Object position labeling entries
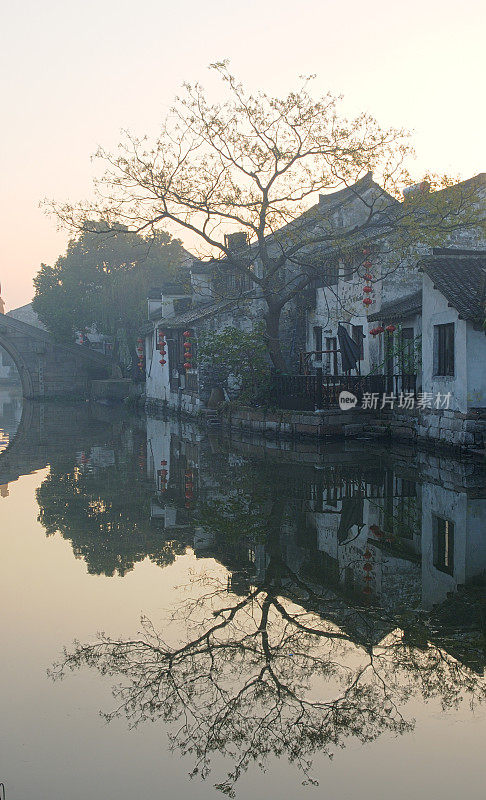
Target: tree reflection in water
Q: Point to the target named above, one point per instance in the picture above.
(280, 664)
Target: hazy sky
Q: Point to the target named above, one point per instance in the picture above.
(75, 73)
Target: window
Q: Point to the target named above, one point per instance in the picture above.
(443, 545)
(444, 349)
(357, 336)
(407, 360)
(327, 275)
(348, 269)
(331, 358)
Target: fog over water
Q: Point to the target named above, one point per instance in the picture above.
(254, 605)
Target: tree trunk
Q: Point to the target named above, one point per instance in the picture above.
(272, 332)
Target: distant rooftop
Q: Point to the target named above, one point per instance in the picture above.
(460, 275)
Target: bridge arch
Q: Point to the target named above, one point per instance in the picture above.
(22, 368)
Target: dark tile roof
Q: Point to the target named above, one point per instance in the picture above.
(460, 275)
(399, 309)
(198, 313)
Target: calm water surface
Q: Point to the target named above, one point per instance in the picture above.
(238, 612)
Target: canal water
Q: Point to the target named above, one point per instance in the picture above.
(189, 615)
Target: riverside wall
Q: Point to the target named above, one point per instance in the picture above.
(442, 429)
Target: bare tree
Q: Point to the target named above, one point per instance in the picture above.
(253, 164)
(282, 670)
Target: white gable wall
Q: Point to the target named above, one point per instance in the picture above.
(476, 367)
(436, 311)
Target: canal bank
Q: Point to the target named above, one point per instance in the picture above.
(441, 429)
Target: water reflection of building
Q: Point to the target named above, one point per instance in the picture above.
(10, 412)
(404, 531)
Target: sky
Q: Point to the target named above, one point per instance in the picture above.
(74, 74)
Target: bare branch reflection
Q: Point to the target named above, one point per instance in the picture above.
(284, 670)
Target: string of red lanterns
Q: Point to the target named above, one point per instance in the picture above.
(189, 486)
(187, 350)
(140, 352)
(161, 346)
(163, 475)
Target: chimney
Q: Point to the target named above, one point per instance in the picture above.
(236, 241)
(201, 281)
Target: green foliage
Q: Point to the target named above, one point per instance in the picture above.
(240, 356)
(103, 279)
(407, 354)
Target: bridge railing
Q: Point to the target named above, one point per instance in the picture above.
(310, 392)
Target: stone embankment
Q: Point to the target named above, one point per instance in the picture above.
(443, 429)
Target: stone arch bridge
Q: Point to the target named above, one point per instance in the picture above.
(48, 368)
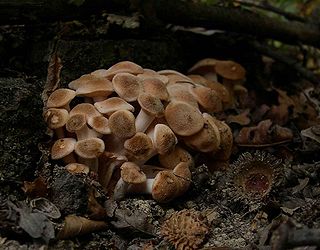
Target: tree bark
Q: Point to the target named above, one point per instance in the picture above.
(180, 12)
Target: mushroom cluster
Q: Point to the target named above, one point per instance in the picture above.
(142, 123)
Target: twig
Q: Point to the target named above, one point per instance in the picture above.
(268, 7)
(279, 56)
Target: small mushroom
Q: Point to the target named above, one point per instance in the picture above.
(130, 174)
(127, 86)
(61, 98)
(183, 119)
(56, 120)
(151, 107)
(63, 149)
(113, 104)
(122, 124)
(88, 151)
(77, 124)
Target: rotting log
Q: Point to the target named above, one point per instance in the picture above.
(186, 13)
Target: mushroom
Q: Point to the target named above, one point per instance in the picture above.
(88, 151)
(113, 104)
(163, 138)
(206, 140)
(156, 88)
(226, 138)
(139, 148)
(56, 119)
(151, 107)
(123, 67)
(149, 73)
(77, 124)
(183, 119)
(208, 98)
(173, 158)
(63, 149)
(205, 67)
(130, 174)
(122, 124)
(127, 86)
(98, 88)
(61, 98)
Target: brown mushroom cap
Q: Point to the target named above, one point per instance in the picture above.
(208, 99)
(183, 119)
(127, 86)
(77, 168)
(173, 158)
(89, 148)
(99, 124)
(230, 70)
(95, 87)
(151, 107)
(226, 138)
(124, 67)
(85, 108)
(113, 104)
(180, 92)
(60, 98)
(164, 186)
(139, 147)
(206, 140)
(164, 139)
(156, 88)
(149, 73)
(122, 124)
(131, 173)
(62, 147)
(56, 118)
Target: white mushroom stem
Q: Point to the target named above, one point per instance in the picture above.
(143, 120)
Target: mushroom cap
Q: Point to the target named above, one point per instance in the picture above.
(139, 147)
(183, 118)
(96, 86)
(131, 173)
(164, 139)
(77, 168)
(204, 66)
(151, 105)
(173, 158)
(127, 86)
(99, 124)
(164, 187)
(62, 148)
(89, 148)
(156, 88)
(124, 67)
(230, 70)
(183, 174)
(226, 138)
(60, 98)
(122, 124)
(206, 140)
(85, 108)
(208, 98)
(76, 122)
(180, 92)
(56, 118)
(113, 104)
(149, 73)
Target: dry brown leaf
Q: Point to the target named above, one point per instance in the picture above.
(77, 225)
(36, 188)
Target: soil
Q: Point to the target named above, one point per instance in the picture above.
(234, 219)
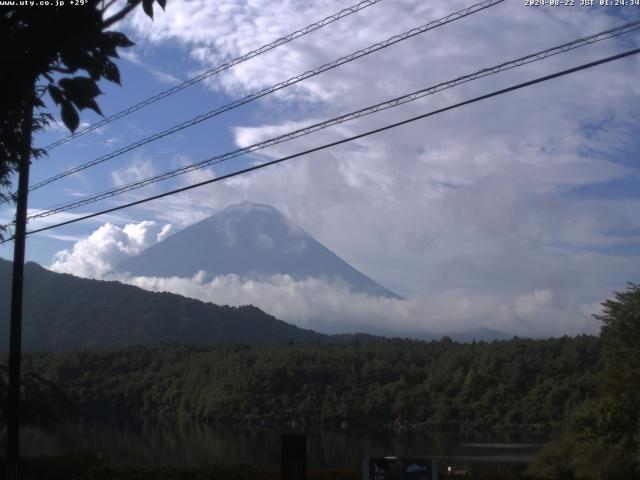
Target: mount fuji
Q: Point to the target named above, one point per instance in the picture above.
(249, 240)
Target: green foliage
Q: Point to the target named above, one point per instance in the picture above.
(514, 384)
(64, 312)
(42, 402)
(601, 438)
(41, 54)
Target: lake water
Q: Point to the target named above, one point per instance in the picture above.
(150, 442)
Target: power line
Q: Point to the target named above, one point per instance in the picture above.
(216, 70)
(279, 86)
(534, 57)
(345, 140)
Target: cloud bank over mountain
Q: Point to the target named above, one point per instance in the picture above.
(331, 306)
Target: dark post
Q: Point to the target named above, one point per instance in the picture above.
(294, 457)
(15, 335)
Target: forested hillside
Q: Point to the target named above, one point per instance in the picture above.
(512, 384)
(63, 312)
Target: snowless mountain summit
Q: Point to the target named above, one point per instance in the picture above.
(250, 240)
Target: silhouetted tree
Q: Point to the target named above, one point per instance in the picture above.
(57, 51)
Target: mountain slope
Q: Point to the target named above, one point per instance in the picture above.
(248, 239)
(63, 312)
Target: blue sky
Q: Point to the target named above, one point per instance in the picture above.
(519, 213)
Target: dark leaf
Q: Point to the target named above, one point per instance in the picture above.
(119, 39)
(80, 89)
(110, 72)
(147, 6)
(56, 94)
(70, 116)
(94, 106)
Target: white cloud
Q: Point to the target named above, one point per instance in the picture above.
(96, 255)
(332, 308)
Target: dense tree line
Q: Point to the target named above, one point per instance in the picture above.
(63, 312)
(439, 384)
(601, 438)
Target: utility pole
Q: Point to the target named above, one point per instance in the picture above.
(15, 335)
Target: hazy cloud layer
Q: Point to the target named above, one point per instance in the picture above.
(331, 307)
(96, 255)
(475, 207)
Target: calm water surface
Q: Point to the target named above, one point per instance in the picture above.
(191, 444)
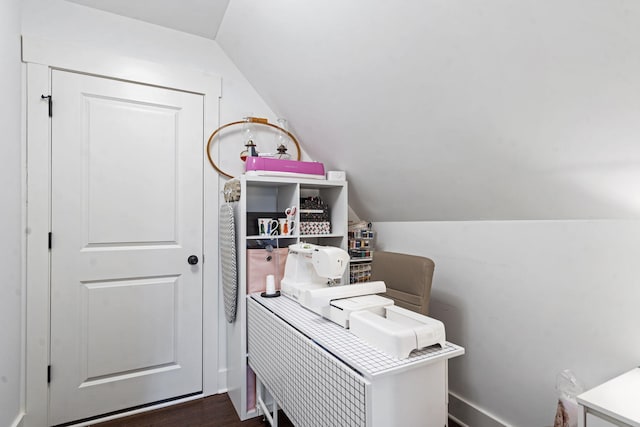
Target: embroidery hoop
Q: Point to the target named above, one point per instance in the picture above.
(253, 120)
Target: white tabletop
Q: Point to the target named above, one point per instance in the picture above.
(618, 398)
(356, 353)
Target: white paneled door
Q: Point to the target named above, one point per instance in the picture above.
(126, 221)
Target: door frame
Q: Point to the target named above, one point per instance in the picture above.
(41, 56)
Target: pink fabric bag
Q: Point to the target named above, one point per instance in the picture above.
(261, 263)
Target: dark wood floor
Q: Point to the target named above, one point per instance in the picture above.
(214, 411)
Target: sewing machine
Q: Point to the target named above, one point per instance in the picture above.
(312, 278)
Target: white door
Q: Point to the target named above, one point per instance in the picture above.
(126, 197)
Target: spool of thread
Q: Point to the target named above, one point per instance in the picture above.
(271, 285)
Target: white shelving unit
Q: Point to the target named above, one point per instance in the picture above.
(274, 194)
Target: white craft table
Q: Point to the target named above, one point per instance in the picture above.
(322, 375)
(616, 401)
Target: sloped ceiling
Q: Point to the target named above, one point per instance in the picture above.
(199, 17)
(453, 110)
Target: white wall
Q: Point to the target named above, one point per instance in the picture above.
(528, 299)
(530, 104)
(10, 214)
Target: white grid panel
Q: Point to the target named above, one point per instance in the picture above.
(312, 387)
(347, 347)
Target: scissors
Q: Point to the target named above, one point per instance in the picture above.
(290, 211)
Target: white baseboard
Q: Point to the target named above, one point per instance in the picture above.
(222, 381)
(468, 414)
(19, 421)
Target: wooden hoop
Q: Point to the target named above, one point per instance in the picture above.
(256, 120)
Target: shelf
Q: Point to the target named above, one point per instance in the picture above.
(314, 236)
(278, 237)
(359, 260)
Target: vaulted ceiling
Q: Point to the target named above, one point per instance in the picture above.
(445, 110)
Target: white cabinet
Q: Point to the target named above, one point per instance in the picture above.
(273, 195)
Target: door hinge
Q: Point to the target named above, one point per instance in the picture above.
(50, 103)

### What is required
In the entries above, find the line containing "Target: white door". Set down that line and every line after it through the last one, exactly and alone.

### Full response
Target: white door
Q: Point to the target named above, one point per instance in the picture above.
(126, 197)
Target: spool of thread
Q: Point to the target named above, one point per instance in the picture above.
(271, 285)
Target: white shelving unit
Q: Point to the target named above, one point per instance in the picture above.
(274, 194)
Target: white craft table
Q: Point to the target named above, one point per instance in the picture above.
(322, 375)
(616, 401)
Target: sloped ceiling
Q: Point to the target named above, one point per instance in the picture above.
(199, 17)
(453, 110)
Target: white wall
Q: Point to the target named above, one point per instance in the picture above.
(528, 299)
(530, 104)
(10, 214)
Target: white grid panel
Q: Point to the target named above, one point per instance in the picture above.
(312, 387)
(347, 347)
Target: scissors
Q: Point to the target named above, one point per instance in the picture above.
(290, 211)
Target: white baseboard
Q: Point to the target named above, one point per instance in the picture above.
(222, 381)
(468, 414)
(19, 421)
Target: wooden hoop
Q: Point to the target named above, one point per instance in the picture above.
(256, 120)
Target: shelf
Q: Point to the target named above, one point per instance in the picture above.
(314, 236)
(278, 237)
(359, 260)
Target: vaulted ceiling
Q: Point to the target named above, one point per instance in the picture above.
(445, 110)
Target: white cabinet
Q: Point to the target named above, one point per instance in the picture above.
(273, 195)
Target: door hinge
Q: Point to the target named above, one point per instance in the picture above.
(50, 103)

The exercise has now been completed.